É muito comum que as pessoas se queixem da sua falta de sorte. Você certamente já ouviu alguém dizer que nunca ganhou nem panela em bingo de quermesse. Você, provavelmente, também já disse isso. Só não entendo qual é a relação que isso tem com a sorte. Ser sorteado entre milhares de pessoas não é sorte, é cagada. Muita cagada. Reúna 15 pessoas e tirem a ‘sorte’ no palitinho, você fatalmente vai perder, 15 pra 1 é muita coisa. Imagine então num bingo de igreja com 5.000 pessoas? Algum matemático calcularia isso facilmente e diria que a probabilidade é a mesma de ser atingido por uma cusparada de pinguim enquanto passeia pela Savana Africana. É muito difícil ter esse tipo de sorte.
Ainda assim, sem querer parecer esnobe, eu me considero uma exceção. Por algum motivo sou constantemente contemplado sempre que me meto em algum sorteio. Diria que estou bem acima da média, bem acima mesmo. Normalmente ganho mais do que perco, mas nem por isso me considero alguém tipicamente sortudo, muito pelo contrário. Permita-me que eu explique isso direito.
Há 20 anos atrás eu era um típico garoto do interior. Vivia numa cidade bem pequena batizada de Colider (conheça Colider assistindo ao Jornal Nacional). Naquela época, tinha como únicas preocupações na vida tirar boas notas na escola e não perder a hora para assistir ‘Os Cavaleiros do Zodíaco’. O tempo passa bem mais devagar quando se tem 11 anos de idade em uma cidade pacata e perdida no meio do nada. E foi justamente nessa época da minha vida que eu comecei a descobrir o rabo que tinha para sorteios.
Em um belo fim de semana viajei com a minha família para uma cidade próxima onde aconteceria uma corrida de kart. Era a inauguração do kartódromo de Sinop, cidade igualmente pacata no norte de Mato Grosso. Meu irmão, três anos e meio mais novo, e eu, herdamos de meu pai a paixão pelo automobilismo. Para nós três, aquele kartódromo era o que Meca é para um muçulmano. Saímos no sábado de manhã e pouco mais de 2 horas chegamos à capital do trigo – ou seria a capital do arroz? Sinop nem era tão distante assim, o problema é que nosso carro era um Corcel I. Você lembra do Corcel I? Enfim.
============
- **TAREFAS PROPOSTAS**:
(1) Resuma em duas frases o texto sobre sorte em sorteios.
(2) Extraia do texto sobre sorte em sorteios o trecho que começa nas palavras "Ainda assim, sem" e para depois de "tinha para sorteios.".
============
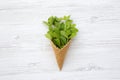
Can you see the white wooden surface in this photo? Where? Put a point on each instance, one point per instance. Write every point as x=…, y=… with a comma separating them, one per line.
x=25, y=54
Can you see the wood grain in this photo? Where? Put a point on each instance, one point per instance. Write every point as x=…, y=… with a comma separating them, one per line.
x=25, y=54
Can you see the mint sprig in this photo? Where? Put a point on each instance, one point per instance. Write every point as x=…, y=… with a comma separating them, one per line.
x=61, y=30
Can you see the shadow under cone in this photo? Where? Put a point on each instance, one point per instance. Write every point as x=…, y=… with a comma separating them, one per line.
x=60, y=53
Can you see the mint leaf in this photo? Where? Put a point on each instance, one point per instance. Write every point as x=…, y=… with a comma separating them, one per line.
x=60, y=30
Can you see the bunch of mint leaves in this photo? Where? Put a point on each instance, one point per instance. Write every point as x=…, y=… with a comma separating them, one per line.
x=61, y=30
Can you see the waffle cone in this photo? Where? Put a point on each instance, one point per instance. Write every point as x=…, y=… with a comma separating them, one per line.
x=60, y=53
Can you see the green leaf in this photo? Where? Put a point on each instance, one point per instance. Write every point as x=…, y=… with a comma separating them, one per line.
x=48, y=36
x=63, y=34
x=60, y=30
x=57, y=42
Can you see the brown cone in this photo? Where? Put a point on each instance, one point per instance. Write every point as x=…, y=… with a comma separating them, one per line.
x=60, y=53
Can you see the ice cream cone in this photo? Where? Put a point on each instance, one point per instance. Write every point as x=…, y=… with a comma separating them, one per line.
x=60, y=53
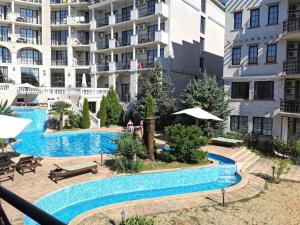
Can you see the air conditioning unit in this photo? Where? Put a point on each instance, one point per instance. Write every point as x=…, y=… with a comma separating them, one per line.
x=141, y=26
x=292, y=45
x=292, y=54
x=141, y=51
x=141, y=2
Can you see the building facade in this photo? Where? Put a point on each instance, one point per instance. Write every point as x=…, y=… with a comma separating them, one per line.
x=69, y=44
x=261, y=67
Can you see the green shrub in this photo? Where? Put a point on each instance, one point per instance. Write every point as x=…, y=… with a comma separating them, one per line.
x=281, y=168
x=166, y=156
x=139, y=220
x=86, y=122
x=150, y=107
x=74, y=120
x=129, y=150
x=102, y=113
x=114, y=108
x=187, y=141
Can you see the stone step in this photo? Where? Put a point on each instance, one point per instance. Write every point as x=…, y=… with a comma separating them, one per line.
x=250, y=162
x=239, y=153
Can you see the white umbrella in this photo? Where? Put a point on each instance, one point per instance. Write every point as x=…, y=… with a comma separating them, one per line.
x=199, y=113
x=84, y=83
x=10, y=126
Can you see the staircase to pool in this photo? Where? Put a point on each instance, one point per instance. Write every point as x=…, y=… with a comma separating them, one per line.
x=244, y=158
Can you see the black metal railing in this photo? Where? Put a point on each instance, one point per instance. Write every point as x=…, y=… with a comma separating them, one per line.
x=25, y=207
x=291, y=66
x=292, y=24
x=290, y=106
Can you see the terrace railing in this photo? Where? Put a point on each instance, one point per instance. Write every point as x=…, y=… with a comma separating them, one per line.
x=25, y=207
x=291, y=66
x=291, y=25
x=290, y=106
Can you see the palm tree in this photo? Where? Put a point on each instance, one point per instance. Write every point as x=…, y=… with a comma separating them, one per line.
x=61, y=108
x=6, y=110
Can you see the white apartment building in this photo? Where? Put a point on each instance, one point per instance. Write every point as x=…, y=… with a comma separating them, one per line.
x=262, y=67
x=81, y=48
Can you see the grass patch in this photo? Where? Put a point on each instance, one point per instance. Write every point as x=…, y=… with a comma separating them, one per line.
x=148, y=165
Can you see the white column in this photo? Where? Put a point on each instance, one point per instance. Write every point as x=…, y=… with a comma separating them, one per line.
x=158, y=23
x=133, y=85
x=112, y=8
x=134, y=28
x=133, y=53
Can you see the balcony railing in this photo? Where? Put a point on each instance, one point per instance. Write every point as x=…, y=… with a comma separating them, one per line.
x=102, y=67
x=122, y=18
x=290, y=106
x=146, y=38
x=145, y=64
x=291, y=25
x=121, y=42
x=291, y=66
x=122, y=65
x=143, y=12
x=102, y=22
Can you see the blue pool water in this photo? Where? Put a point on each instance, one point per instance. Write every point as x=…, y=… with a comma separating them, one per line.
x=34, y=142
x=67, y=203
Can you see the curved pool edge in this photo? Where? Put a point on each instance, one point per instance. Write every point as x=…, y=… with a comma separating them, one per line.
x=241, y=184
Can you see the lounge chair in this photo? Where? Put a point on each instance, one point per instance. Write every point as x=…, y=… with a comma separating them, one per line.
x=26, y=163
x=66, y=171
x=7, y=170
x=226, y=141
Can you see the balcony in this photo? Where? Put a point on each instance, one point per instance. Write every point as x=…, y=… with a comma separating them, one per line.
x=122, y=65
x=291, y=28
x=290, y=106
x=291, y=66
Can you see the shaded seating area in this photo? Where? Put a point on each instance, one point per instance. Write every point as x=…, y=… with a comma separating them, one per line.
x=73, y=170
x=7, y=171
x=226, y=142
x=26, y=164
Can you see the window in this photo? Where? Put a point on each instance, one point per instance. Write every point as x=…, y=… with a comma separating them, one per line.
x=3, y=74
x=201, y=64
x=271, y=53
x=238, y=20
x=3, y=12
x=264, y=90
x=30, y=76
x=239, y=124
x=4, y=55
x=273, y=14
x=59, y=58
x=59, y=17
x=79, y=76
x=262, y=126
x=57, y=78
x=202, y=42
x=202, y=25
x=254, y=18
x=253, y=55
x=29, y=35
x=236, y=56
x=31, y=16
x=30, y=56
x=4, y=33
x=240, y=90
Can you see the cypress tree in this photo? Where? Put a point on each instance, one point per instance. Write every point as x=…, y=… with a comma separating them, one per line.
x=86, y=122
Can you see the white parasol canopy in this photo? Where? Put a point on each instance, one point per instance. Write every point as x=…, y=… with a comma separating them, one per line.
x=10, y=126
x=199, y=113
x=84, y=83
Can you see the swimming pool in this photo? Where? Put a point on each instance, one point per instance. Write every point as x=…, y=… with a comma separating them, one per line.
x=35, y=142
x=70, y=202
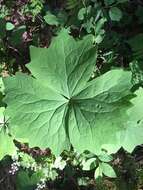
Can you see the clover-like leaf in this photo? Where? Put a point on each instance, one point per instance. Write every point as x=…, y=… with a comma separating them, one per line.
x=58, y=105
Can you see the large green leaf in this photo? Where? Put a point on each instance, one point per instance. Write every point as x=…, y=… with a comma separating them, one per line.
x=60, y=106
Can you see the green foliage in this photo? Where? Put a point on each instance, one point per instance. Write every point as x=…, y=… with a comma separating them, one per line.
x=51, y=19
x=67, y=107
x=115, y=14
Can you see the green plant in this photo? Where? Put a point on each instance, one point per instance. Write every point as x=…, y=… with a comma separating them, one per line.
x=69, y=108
============
- **RESPOSTAS**:
(1) O texto diz que é comum as pessoas se queixarem da falta de sorte, embora ser sorteado entre milhares de pessoas seja muito difícil, e o narrador se considera uma exceção, pois costuma ganhar mais do que perde nos sorteios. Ele conta que, aos 11 anos, morava em Colider e viajou com a família para a inauguração do kartódromo de Sinop, no norte de Mato Grosso.

(2)
Ainda assim, sem querer parecer esnobe, eu me considero uma exceção. Por algum motivo sou constantemente contemplado sempre que me meto em algum sorteio. Diria que estou bem acima da média, bem acima mesmo. Normalmente ganho mais do que perco, mas nem por isso me considero alguém tipicamente sortudo, muito pelo contrário. Permita-me que eu explique isso direito.
Há 20 anos atrás eu era um típico garoto do interior. Vivia numa cidade bem pequena batizada de Colider (conheça Colider assistindo ao Jornal Nacional). Naquela época, tinha como únicas preocupações na vida tirar boas notas na escola e não perder a hora para assistir ‘Os Cavaleiros do Zodíaco’. O tempo passa bem mais devagar quando se tem 11 anos de idade em uma cidade pacata e perdida no meio do nada. E foi justamente nessa época da minha vida que eu comecei a descobrir o rabo que tinha para sorteios.